[Part of a data file]

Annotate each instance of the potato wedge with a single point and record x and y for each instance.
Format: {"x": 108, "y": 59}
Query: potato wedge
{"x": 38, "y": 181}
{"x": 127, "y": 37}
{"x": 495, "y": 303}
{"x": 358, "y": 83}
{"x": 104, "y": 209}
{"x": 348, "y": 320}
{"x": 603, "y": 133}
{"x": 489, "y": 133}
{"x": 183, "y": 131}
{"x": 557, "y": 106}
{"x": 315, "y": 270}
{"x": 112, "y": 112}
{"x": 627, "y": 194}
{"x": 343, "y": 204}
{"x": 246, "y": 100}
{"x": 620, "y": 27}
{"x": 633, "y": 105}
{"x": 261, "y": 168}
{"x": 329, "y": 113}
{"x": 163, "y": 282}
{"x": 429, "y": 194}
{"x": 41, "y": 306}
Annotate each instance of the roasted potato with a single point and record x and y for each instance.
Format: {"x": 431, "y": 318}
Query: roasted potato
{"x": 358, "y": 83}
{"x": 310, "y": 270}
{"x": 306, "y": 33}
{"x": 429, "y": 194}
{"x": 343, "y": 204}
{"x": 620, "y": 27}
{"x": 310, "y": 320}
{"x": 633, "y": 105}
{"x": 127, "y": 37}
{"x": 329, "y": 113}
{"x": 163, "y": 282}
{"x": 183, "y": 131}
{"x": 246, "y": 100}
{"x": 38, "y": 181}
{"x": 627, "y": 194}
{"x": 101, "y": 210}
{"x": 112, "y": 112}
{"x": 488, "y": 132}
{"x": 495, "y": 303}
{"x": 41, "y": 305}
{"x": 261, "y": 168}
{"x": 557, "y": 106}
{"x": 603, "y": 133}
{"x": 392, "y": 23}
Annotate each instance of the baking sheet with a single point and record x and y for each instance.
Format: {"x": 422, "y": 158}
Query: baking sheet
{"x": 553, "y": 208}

• _PROBLEM DETAILS_
Convert every line of the items above into a JSON array of strings, one string per line, omitting blank lines.

• _EXPECTED OUTPUT_
[
  "Annotate each instance of the potato wedge with a single point and record x and y for each instance.",
  "Format: {\"x\": 108, \"y\": 59}",
  "Query: potato wedge",
  "{\"x\": 38, \"y\": 181}",
  "{\"x\": 127, \"y\": 37}",
  "{\"x\": 495, \"y\": 303}",
  "{\"x\": 358, \"y\": 83}",
  "{\"x\": 104, \"y\": 209}",
  "{\"x\": 348, \"y\": 320}",
  "{\"x\": 603, \"y\": 133}",
  "{\"x\": 489, \"y\": 133}",
  "{\"x\": 183, \"y\": 131}",
  "{\"x\": 557, \"y\": 106}",
  "{\"x\": 315, \"y\": 270}",
  "{\"x\": 112, \"y\": 112}",
  "{\"x\": 627, \"y\": 194}",
  "{\"x\": 343, \"y\": 204}",
  "{\"x\": 246, \"y\": 100}",
  "{\"x\": 620, \"y\": 27}",
  "{\"x\": 633, \"y\": 105}",
  "{\"x\": 261, \"y\": 168}",
  "{\"x\": 329, \"y\": 113}",
  "{\"x\": 163, \"y\": 282}",
  "{\"x\": 429, \"y\": 194}",
  "{\"x\": 41, \"y\": 306}",
  "Annotate each instance of the roasted potato with a single point and record x and y for each instance.",
  "Format: {\"x\": 431, \"y\": 318}",
  "Query: roasted potato",
  "{\"x\": 358, \"y\": 83}",
  "{\"x\": 310, \"y\": 270}",
  "{\"x\": 306, \"y\": 33}",
  "{\"x\": 429, \"y\": 194}",
  "{\"x\": 343, \"y\": 204}",
  "{\"x\": 620, \"y\": 27}",
  "{\"x\": 310, \"y\": 320}",
  "{\"x\": 633, \"y\": 105}",
  "{\"x\": 127, \"y\": 37}",
  "{\"x\": 329, \"y\": 113}",
  "{\"x\": 163, \"y\": 282}",
  "{\"x\": 183, \"y\": 131}",
  "{\"x\": 246, \"y\": 100}",
  "{\"x\": 38, \"y\": 181}",
  "{\"x\": 627, \"y\": 194}",
  "{\"x\": 101, \"y\": 210}",
  "{\"x\": 112, \"y\": 112}",
  "{\"x\": 488, \"y\": 132}",
  "{\"x\": 495, \"y\": 303}",
  "{\"x\": 41, \"y\": 305}",
  "{\"x\": 261, \"y\": 168}",
  "{\"x\": 557, \"y\": 106}",
  "{\"x\": 603, \"y\": 133}",
  "{\"x\": 392, \"y\": 23}",
  "Annotate each instance of the baking sheet with a single point and record x and y for each instance.",
  "Format: {\"x\": 422, \"y\": 158}",
  "Query: baking sheet",
  "{\"x\": 553, \"y\": 208}"
]